• [TASK]: Pick out every line of the records that contains the string "ostrich" and copy each of those lines. Case counts.

• [ITEMS]:
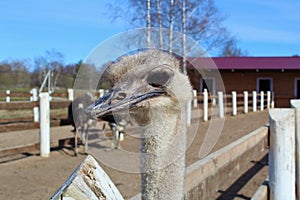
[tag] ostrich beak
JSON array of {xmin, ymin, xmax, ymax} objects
[{"xmin": 86, "ymin": 88, "xmax": 165, "ymax": 118}]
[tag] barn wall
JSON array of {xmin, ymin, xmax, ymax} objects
[{"xmin": 188, "ymin": 70, "xmax": 300, "ymax": 107}]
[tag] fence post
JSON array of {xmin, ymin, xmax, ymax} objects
[
  {"xmin": 267, "ymin": 91, "xmax": 271, "ymax": 109},
  {"xmin": 68, "ymin": 88, "xmax": 74, "ymax": 101},
  {"xmin": 269, "ymin": 108, "xmax": 295, "ymax": 200},
  {"xmin": 231, "ymin": 91, "xmax": 237, "ymax": 116},
  {"xmin": 252, "ymin": 91, "xmax": 257, "ymax": 112},
  {"xmin": 260, "ymin": 91, "xmax": 265, "ymax": 111},
  {"xmin": 203, "ymin": 90, "xmax": 208, "ymax": 122},
  {"xmin": 244, "ymin": 91, "xmax": 248, "ymax": 114},
  {"xmin": 211, "ymin": 91, "xmax": 217, "ymax": 106},
  {"xmin": 99, "ymin": 89, "xmax": 105, "ymax": 98},
  {"xmin": 31, "ymin": 88, "xmax": 39, "ymax": 122},
  {"xmin": 39, "ymin": 92, "xmax": 50, "ymax": 157},
  {"xmin": 218, "ymin": 91, "xmax": 224, "ymax": 118},
  {"xmin": 271, "ymin": 92, "xmax": 275, "ymax": 108},
  {"xmin": 193, "ymin": 90, "xmax": 198, "ymax": 108},
  {"xmin": 186, "ymin": 100, "xmax": 192, "ymax": 126},
  {"xmin": 6, "ymin": 90, "xmax": 10, "ymax": 102},
  {"xmin": 291, "ymin": 99, "xmax": 300, "ymax": 199}
]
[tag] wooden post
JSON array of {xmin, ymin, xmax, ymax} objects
[
  {"xmin": 68, "ymin": 88, "xmax": 74, "ymax": 101},
  {"xmin": 260, "ymin": 91, "xmax": 265, "ymax": 111},
  {"xmin": 193, "ymin": 90, "xmax": 198, "ymax": 108},
  {"xmin": 271, "ymin": 92, "xmax": 275, "ymax": 108},
  {"xmin": 252, "ymin": 91, "xmax": 257, "ymax": 112},
  {"xmin": 203, "ymin": 90, "xmax": 208, "ymax": 122},
  {"xmin": 6, "ymin": 90, "xmax": 10, "ymax": 102},
  {"xmin": 231, "ymin": 91, "xmax": 237, "ymax": 116},
  {"xmin": 211, "ymin": 92, "xmax": 217, "ymax": 106},
  {"xmin": 218, "ymin": 92, "xmax": 224, "ymax": 118},
  {"xmin": 267, "ymin": 91, "xmax": 271, "ymax": 109},
  {"xmin": 244, "ymin": 91, "xmax": 248, "ymax": 114},
  {"xmin": 39, "ymin": 92, "xmax": 50, "ymax": 157},
  {"xmin": 50, "ymin": 155, "xmax": 123, "ymax": 200},
  {"xmin": 31, "ymin": 88, "xmax": 39, "ymax": 122},
  {"xmin": 269, "ymin": 108, "xmax": 295, "ymax": 200},
  {"xmin": 291, "ymin": 99, "xmax": 300, "ymax": 200},
  {"xmin": 186, "ymin": 100, "xmax": 192, "ymax": 126},
  {"xmin": 99, "ymin": 89, "xmax": 105, "ymax": 98}
]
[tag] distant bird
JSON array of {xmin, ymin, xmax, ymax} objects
[
  {"xmin": 69, "ymin": 93, "xmax": 96, "ymax": 156},
  {"xmin": 87, "ymin": 50, "xmax": 192, "ymax": 200}
]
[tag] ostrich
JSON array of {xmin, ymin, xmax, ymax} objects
[
  {"xmin": 69, "ymin": 93, "xmax": 96, "ymax": 156},
  {"xmin": 87, "ymin": 50, "xmax": 192, "ymax": 200}
]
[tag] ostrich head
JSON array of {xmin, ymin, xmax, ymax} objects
[{"xmin": 87, "ymin": 50, "xmax": 191, "ymax": 125}]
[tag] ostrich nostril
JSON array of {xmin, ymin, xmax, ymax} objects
[{"xmin": 116, "ymin": 92, "xmax": 126, "ymax": 101}]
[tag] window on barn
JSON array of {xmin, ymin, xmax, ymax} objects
[
  {"xmin": 256, "ymin": 78, "xmax": 273, "ymax": 92},
  {"xmin": 200, "ymin": 78, "xmax": 215, "ymax": 94},
  {"xmin": 294, "ymin": 78, "xmax": 300, "ymax": 99}
]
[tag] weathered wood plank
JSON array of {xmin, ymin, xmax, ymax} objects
[{"xmin": 50, "ymin": 155, "xmax": 123, "ymax": 200}]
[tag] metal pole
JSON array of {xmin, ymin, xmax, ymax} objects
[
  {"xmin": 39, "ymin": 92, "xmax": 50, "ymax": 157},
  {"xmin": 269, "ymin": 108, "xmax": 295, "ymax": 200}
]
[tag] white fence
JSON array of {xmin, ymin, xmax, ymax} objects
[{"xmin": 252, "ymin": 100, "xmax": 300, "ymax": 200}]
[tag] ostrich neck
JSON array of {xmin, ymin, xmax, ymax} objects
[{"xmin": 141, "ymin": 109, "xmax": 186, "ymax": 200}]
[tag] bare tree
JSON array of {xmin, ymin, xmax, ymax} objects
[
  {"xmin": 220, "ymin": 38, "xmax": 247, "ymax": 57},
  {"xmin": 34, "ymin": 49, "xmax": 64, "ymax": 89},
  {"xmin": 147, "ymin": 0, "xmax": 151, "ymax": 46},
  {"xmin": 182, "ymin": 0, "xmax": 187, "ymax": 74},
  {"xmin": 109, "ymin": 0, "xmax": 240, "ymax": 52},
  {"xmin": 156, "ymin": 0, "xmax": 163, "ymax": 49},
  {"xmin": 169, "ymin": 0, "xmax": 175, "ymax": 52}
]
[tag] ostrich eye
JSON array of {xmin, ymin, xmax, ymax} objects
[{"xmin": 147, "ymin": 68, "xmax": 174, "ymax": 87}]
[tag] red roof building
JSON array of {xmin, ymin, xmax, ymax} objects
[{"xmin": 188, "ymin": 56, "xmax": 300, "ymax": 107}]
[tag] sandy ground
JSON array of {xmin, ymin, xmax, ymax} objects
[{"xmin": 0, "ymin": 111, "xmax": 268, "ymax": 199}]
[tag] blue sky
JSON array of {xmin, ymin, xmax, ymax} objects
[{"xmin": 0, "ymin": 0, "xmax": 300, "ymax": 64}]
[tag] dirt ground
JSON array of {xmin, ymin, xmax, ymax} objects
[{"xmin": 0, "ymin": 111, "xmax": 268, "ymax": 199}]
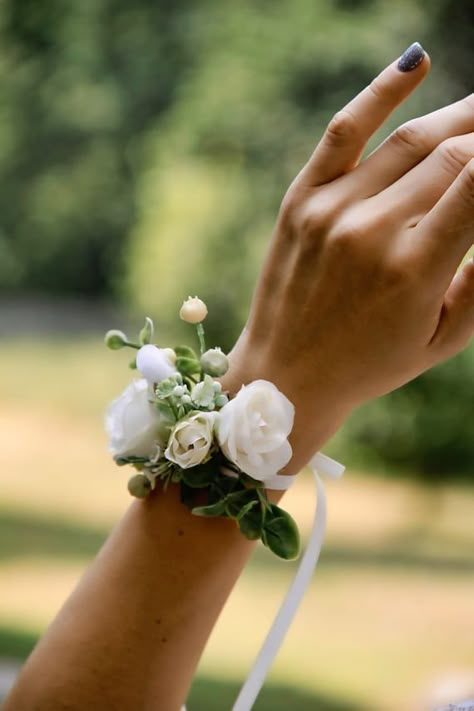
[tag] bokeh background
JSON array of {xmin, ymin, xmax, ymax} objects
[{"xmin": 0, "ymin": 0, "xmax": 474, "ymax": 711}]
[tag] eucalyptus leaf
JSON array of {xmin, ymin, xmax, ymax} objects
[
  {"xmin": 262, "ymin": 504, "xmax": 300, "ymax": 560},
  {"xmin": 176, "ymin": 356, "xmax": 201, "ymax": 375},
  {"xmin": 225, "ymin": 489, "xmax": 256, "ymax": 518},
  {"xmin": 181, "ymin": 460, "xmax": 216, "ymax": 489},
  {"xmin": 191, "ymin": 499, "xmax": 229, "ymax": 516},
  {"xmin": 237, "ymin": 499, "xmax": 265, "ymax": 541}
]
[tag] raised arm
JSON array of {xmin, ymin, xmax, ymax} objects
[{"xmin": 4, "ymin": 46, "xmax": 474, "ymax": 711}]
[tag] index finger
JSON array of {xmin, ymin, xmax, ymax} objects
[{"xmin": 299, "ymin": 42, "xmax": 430, "ymax": 186}]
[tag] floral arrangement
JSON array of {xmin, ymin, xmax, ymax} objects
[{"xmin": 105, "ymin": 297, "xmax": 299, "ymax": 560}]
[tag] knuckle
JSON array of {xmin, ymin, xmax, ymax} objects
[
  {"xmin": 326, "ymin": 109, "xmax": 359, "ymax": 146},
  {"xmin": 389, "ymin": 121, "xmax": 430, "ymax": 156},
  {"xmin": 438, "ymin": 138, "xmax": 469, "ymax": 175},
  {"xmin": 328, "ymin": 220, "xmax": 366, "ymax": 253},
  {"xmin": 294, "ymin": 196, "xmax": 335, "ymax": 246},
  {"xmin": 458, "ymin": 158, "xmax": 474, "ymax": 208}
]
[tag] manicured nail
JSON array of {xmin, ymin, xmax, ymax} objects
[{"xmin": 398, "ymin": 42, "xmax": 425, "ymax": 72}]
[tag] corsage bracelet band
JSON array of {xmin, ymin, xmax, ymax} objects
[
  {"xmin": 105, "ymin": 297, "xmax": 344, "ymax": 711},
  {"xmin": 105, "ymin": 297, "xmax": 300, "ymax": 560}
]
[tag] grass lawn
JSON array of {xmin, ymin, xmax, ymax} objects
[{"xmin": 0, "ymin": 339, "xmax": 474, "ymax": 711}]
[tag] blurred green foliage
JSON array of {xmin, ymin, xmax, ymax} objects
[{"xmin": 0, "ymin": 0, "xmax": 474, "ymax": 477}]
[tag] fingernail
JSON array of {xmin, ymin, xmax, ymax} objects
[{"xmin": 398, "ymin": 42, "xmax": 425, "ymax": 72}]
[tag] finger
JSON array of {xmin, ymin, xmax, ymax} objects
[
  {"xmin": 409, "ymin": 159, "xmax": 474, "ymax": 290},
  {"xmin": 348, "ymin": 94, "xmax": 474, "ymax": 197},
  {"xmin": 300, "ymin": 42, "xmax": 430, "ymax": 186},
  {"xmin": 373, "ymin": 133, "xmax": 474, "ymax": 226},
  {"xmin": 430, "ymin": 259, "xmax": 474, "ymax": 358}
]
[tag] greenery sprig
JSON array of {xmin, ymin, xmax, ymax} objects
[{"xmin": 105, "ymin": 297, "xmax": 300, "ymax": 560}]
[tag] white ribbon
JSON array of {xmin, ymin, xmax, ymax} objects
[{"xmin": 181, "ymin": 452, "xmax": 345, "ymax": 711}]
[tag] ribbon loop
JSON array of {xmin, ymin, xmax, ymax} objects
[{"xmin": 181, "ymin": 452, "xmax": 345, "ymax": 711}]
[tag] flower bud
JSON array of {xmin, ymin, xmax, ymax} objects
[
  {"xmin": 179, "ymin": 296, "xmax": 207, "ymax": 323},
  {"xmin": 104, "ymin": 328, "xmax": 128, "ymax": 351},
  {"xmin": 138, "ymin": 316, "xmax": 154, "ymax": 346},
  {"xmin": 128, "ymin": 474, "xmax": 151, "ymax": 499},
  {"xmin": 201, "ymin": 348, "xmax": 229, "ymax": 378},
  {"xmin": 137, "ymin": 344, "xmax": 175, "ymax": 383},
  {"xmin": 161, "ymin": 348, "xmax": 176, "ymax": 365}
]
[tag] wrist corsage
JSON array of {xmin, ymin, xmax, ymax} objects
[{"xmin": 105, "ymin": 297, "xmax": 300, "ymax": 560}]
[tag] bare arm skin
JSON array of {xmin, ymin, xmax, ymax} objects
[{"xmin": 4, "ymin": 47, "xmax": 474, "ymax": 711}]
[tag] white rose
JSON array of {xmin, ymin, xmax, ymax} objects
[
  {"xmin": 105, "ymin": 379, "xmax": 167, "ymax": 457},
  {"xmin": 165, "ymin": 412, "xmax": 216, "ymax": 469},
  {"xmin": 137, "ymin": 344, "xmax": 176, "ymax": 383},
  {"xmin": 216, "ymin": 380, "xmax": 295, "ymax": 481}
]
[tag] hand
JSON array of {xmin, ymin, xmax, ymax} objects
[{"xmin": 225, "ymin": 46, "xmax": 474, "ymax": 471}]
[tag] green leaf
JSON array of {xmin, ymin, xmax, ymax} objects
[
  {"xmin": 174, "ymin": 346, "xmax": 199, "ymax": 361},
  {"xmin": 262, "ymin": 504, "xmax": 300, "ymax": 560},
  {"xmin": 237, "ymin": 500, "xmax": 265, "ymax": 541},
  {"xmin": 226, "ymin": 489, "xmax": 256, "ymax": 518},
  {"xmin": 181, "ymin": 459, "xmax": 216, "ymax": 489},
  {"xmin": 191, "ymin": 499, "xmax": 229, "ymax": 516},
  {"xmin": 155, "ymin": 400, "xmax": 176, "ymax": 422}
]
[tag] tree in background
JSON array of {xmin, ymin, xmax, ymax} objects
[{"xmin": 0, "ymin": 0, "xmax": 474, "ymax": 481}]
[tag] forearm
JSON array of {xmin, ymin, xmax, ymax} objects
[{"xmin": 4, "ymin": 462, "xmax": 286, "ymax": 711}]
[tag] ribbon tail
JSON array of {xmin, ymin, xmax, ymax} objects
[{"xmin": 232, "ymin": 470, "xmax": 332, "ymax": 711}]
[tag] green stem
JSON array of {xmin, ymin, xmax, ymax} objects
[
  {"xmin": 125, "ymin": 341, "xmax": 141, "ymax": 351},
  {"xmin": 196, "ymin": 323, "xmax": 207, "ymax": 355}
]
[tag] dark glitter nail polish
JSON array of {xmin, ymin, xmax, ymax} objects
[{"xmin": 398, "ymin": 42, "xmax": 425, "ymax": 72}]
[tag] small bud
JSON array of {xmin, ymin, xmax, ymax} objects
[
  {"xmin": 128, "ymin": 474, "xmax": 151, "ymax": 499},
  {"xmin": 201, "ymin": 348, "xmax": 229, "ymax": 378},
  {"xmin": 138, "ymin": 316, "xmax": 155, "ymax": 346},
  {"xmin": 104, "ymin": 329, "xmax": 128, "ymax": 351},
  {"xmin": 179, "ymin": 296, "xmax": 207, "ymax": 323},
  {"xmin": 137, "ymin": 344, "xmax": 175, "ymax": 383}
]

• [WRITTEN REPLY]:
[tag] ostrich beak
[tag] ostrich
[tag] ostrich head
[tag] ostrich nostril
[tag] ostrich neck
[tag] ostrich eye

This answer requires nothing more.